There are over 200 million Gmail users and it is completely free.  You get 7.4 Gigabytes of disk space to store 1.5 million pages of text.  Gmail has greater than 99.999% availability and has a response time of less than 0.2 seconds. It offers every conceivable e-mail feature. All you need is any browser to receive messages, with spam already filtered out and searches made without leaving a trace. One can sign up for Gmail in two minutes, with emphasis on rating the strength of the proposed password.
When US government employees need to communicate they would have an incentive to use Gmail instead of the demonstrably inferior e-mail services usually provided by their agency. It is therefore a matter of interest to examine the widespread publicity that has been recently generated when the access to the Gmail accounts of a few government employees was obtained by “hackers” with origins presumed to be in China.
The attacks used emails that appeared to be tailored to their targets to better fool their victims, a technique known as spear phishing. Recipients were asked to click on a link to a phony Gmail login page that gave the hackers access to their personal accounts.
 SUMMARY
The attacks come as the U.S. government considers expanding its use of Web-based software for email, along with word processing, spreadsheets and other kinds of documents. Google is one of the many companies vying for the business with its Apps product, as is Microsoft. Web based email would be vulnerable to hackers who steal login information through phishing attacks, which then allows them to apply malware to worm into the disk drive of a person’s computer and from there spread out to others. Web-based systems are not easier to hack than traditional email, even if a government agency would rely on own servers to manage e-mail.
The issue here has nothing to do with the presumed vulnerability of Gmail. The security weakness is located in a human failure when someone opens an infected attachment to an e-mail.  Whether the government e-mail runs in Google data centers or at a government-managed server farm makes no difference. Human errors will occur regardless where the e-mail is hosted.
The approach to diminish “hacking” attacks is the compartmentalization of records. Personal messages, engagements with social computing and classified e-mail should be contained within individual logical “sand boxes” that prevent traffic from separate folders to access any other folder. That requires the redesign how desktops, laptops or smart-phones are organized.  For instance, a device such as the Chromebook, illustrates how folders are managed and stored. A compromised folder can be examined and then purged.
 The "sand box" partitioning of cloud-based e-mail, such as Gmail, has a greater chance of being more secure than the existing client-server based solutions.
Of course, giving to U.S. government customers a superior e-mail system will go a long way to keeping all e-mails within already secured transmission channels.

-- WORK INSTRUCTION --
Answer these questions from the text on Gmail security.
(a) How much disk space does Gmail give each user?
(b) What is the technique of sending e-mails tailored to their targets called?
(c) Where does the text locate the security weakness?

-- RECORD EXTRACTS --
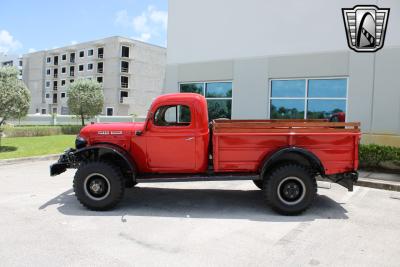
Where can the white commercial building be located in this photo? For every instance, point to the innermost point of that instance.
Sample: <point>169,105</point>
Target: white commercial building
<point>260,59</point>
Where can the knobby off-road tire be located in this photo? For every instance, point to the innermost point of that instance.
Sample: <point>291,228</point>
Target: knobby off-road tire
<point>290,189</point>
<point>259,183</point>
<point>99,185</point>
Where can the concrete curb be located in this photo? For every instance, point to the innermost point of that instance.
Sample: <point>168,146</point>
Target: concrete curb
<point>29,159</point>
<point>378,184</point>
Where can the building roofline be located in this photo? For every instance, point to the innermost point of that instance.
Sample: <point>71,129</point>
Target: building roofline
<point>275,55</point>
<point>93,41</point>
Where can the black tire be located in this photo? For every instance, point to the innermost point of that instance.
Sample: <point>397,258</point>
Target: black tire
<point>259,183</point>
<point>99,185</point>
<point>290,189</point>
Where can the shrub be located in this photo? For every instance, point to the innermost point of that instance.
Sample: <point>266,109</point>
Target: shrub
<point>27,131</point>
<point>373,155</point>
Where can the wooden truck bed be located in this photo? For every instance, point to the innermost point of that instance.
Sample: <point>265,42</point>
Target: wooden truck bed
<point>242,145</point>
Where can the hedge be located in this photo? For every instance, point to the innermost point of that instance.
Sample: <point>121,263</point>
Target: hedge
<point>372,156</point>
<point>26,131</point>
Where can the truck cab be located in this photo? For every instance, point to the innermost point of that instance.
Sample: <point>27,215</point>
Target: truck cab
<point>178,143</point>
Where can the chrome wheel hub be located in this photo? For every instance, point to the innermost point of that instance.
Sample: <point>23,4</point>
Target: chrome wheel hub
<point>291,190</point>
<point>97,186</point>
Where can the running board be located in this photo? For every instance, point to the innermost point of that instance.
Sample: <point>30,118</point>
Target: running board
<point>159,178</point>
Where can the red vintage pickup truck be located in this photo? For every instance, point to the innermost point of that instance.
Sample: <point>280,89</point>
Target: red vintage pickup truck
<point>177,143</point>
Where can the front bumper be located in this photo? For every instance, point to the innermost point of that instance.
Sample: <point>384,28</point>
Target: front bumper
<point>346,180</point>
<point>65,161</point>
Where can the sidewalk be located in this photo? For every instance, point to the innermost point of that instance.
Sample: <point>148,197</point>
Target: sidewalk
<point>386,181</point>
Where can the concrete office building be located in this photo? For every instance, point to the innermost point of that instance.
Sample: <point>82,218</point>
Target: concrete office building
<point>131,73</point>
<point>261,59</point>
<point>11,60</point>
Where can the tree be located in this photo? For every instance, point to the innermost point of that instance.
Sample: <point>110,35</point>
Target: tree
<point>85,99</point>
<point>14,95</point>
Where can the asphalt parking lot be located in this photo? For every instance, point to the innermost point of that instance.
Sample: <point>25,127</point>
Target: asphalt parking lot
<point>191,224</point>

---

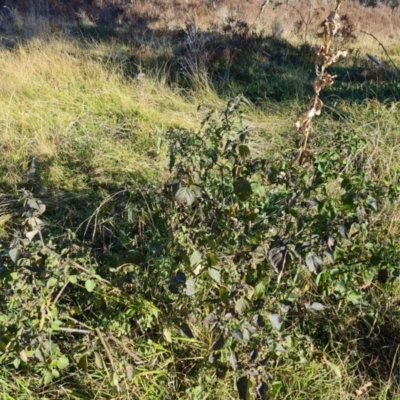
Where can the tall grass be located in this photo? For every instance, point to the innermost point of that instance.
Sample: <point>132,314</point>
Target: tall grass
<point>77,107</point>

--

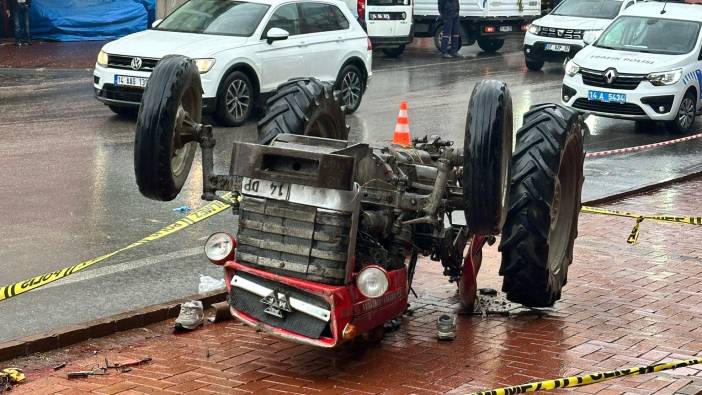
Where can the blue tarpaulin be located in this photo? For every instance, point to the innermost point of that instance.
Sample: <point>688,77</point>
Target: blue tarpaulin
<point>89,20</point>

-- OUTPUT OF THE TASK --
(a) 7.4 Gigabytes.
(b) Spear phishing.
(c) In a human failure when someone opens an infected attachment to an e-mail.